EXTRACT PROVIDED:

# Supervised Machine Learning I : How could have Darth Vader saved the Death Star?

Let’s see how?

Let’s pick up from where we last left and continue our journey into the realms of Supervised Learning Algorithms – ‘The One Labels’. We will discuss our very first algorithm, called, Linear Regression.

Remember this:

[i]

Consider you are a Commander on the Death Star and you have just received Darth Vader’s command to present him a working system that allows him to choose the optimal battleship for defeating the Rebellion. Everyone else at work, you decide to take it upon yourself to develop this system.

So, let get going!

Machine Learning is all based on data. So, consider the following data set:

 Size of Darth Vader’s Ship(sq. m.) Rounds of Lasers 2500 500 1695 256 2400 450 1500 240 3000 720 2650 520 . . . . . .

The above data can be plotted as follows:

The question: Given data like this, how can we learn to predict the number of laser rounds Darth Vader can fire, as a function of the size of a ship?

PROBLEMS TO SOLVE:
1. According to the linear regression article, what is the first algorithm it discusses?
2. Reproduce the linear regression article from "Consider you are" up to and including "2650 520 . . . . . .".
The items after this point are separate material, unrelated to the linear regression article.

[Entries for shape boundaries]
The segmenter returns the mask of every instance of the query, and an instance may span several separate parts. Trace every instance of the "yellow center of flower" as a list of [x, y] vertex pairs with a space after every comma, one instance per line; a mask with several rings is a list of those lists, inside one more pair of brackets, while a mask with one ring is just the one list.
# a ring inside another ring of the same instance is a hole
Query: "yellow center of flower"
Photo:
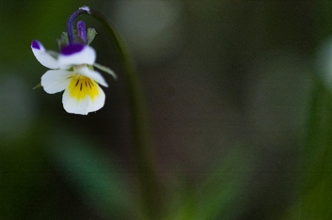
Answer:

ANSWERS FOR THE TASKS:
1. Linear Regression.

2.
Consider you are a Commander on the Death Star and you have just received Darth Vader’s command to present him a working system that allows him to choose the optimal battleship for defeating the Rebellion. Everyone else at work, you decide to take it upon yourself to develop this system.

So, let get going!

Machine Learning is all based on data. So, consider the following data set:

 Size of Darth Vader’s Ship(sq. m.) Rounds of Lasers 2500 500 1695 256 2400 450 1500 240 3000 720 2650 520 . . . . . .